◆ What is required:
Copy out the full passage on polymerization hazards word for word, with nothing changed or left out.
***** Passage to read
If the product has a capital P next to it, this means that the product can possibly polymerize. This means a monomer reacting to become a polymer. In essence, one becomes many — in other words, a bad and severe chemical reaction that will increase pressure in a sealed vessel. An increase in pressure equals an increase in heat, and a runaway chain reaction can result.

This can lead to a catastrophic explosion, releasing flammable and toxic products, as was the case in the 1972 Houston fire event, which led to the death of four firefighters, or more recently was one of the decisions to conduct a vent and burn tactic in East Palestine, Ohio. Additional concerns about possible polymerization events can include the product adhering to equipment permanently and harming individuals who come into contact with products undergoing polymerization.

Now that we have our UN identification number — the identification of whether it is a TIH/PIH or if it poses a polymerization hazard — we can get to our main course, the Orange Guide pages. Each of the guide pages is arranged with a chemical family and provides the hazards presented in general, as well as response options.
**********
***** Data
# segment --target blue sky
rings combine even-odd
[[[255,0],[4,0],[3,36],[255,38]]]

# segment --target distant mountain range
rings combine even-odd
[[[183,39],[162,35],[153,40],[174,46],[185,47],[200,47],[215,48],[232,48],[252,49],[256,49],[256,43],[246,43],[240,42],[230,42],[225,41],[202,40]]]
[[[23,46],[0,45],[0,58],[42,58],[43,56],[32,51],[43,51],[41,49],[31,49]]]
**********
***** Data
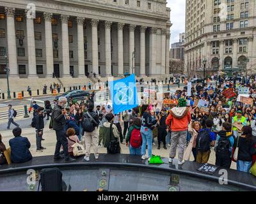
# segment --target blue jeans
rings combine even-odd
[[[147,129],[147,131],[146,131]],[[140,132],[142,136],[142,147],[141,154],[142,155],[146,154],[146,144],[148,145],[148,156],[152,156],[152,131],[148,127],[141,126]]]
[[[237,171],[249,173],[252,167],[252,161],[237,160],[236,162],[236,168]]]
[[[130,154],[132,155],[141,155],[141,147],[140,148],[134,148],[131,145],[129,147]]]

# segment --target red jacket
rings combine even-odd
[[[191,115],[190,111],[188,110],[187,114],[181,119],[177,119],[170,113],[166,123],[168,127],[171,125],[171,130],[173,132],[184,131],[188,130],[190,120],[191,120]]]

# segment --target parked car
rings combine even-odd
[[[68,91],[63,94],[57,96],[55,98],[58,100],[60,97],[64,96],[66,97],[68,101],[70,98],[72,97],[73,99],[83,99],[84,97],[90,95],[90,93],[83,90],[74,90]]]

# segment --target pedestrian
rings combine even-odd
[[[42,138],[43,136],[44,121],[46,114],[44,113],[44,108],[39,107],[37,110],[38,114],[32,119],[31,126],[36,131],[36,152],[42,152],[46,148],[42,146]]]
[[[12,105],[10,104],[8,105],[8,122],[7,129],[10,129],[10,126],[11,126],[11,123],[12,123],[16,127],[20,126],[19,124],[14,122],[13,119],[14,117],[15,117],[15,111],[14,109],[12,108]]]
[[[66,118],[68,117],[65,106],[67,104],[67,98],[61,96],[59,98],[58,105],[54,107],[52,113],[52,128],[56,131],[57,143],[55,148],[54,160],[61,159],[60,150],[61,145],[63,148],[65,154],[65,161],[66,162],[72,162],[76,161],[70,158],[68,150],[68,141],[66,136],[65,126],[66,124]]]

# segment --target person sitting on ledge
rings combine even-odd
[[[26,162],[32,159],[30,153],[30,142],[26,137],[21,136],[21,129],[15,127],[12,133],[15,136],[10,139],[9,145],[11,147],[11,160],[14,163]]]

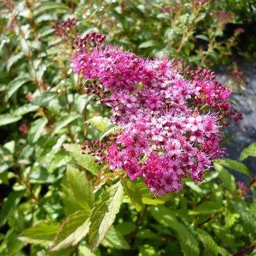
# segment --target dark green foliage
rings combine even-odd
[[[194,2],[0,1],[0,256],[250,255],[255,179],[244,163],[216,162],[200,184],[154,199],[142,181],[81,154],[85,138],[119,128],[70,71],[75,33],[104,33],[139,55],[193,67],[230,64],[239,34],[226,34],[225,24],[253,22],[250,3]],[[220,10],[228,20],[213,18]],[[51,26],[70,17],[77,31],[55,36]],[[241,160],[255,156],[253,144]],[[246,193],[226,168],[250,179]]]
**********
◆ Task result:
If the product has a capital P next to it, this means that the product can possibly polymerize. This means a monomer reacting to become a polymer. In essence, one becomes many — in other words, a bad and severe chemical reaction that will increase pressure in a sealed vessel. An increase in pressure equals an increase in heat, and a runaway chain reaction can result.

This can lead to a catastrophic explosion, releasing flammable and toxic products, as was the case in the 1972 Houston fire event, which led to the death of four firefighters, or more recently was one of the decisions to conduct a vent and burn tactic in East Palestine, Ohio. Additional concerns about possible polymerization events can include the product adhering to equipment permanently and harming individuals who come into contact with products undergoing polymerization.

Now that we have our UN identification number — the identification of whether it is a TIH/PIH or if it poses a polymerization hazard — we can get to our main course, the Orange Guide pages. Each of the guide pages is arranged with a chemical family and provides the hazards presented in general, as well as response options.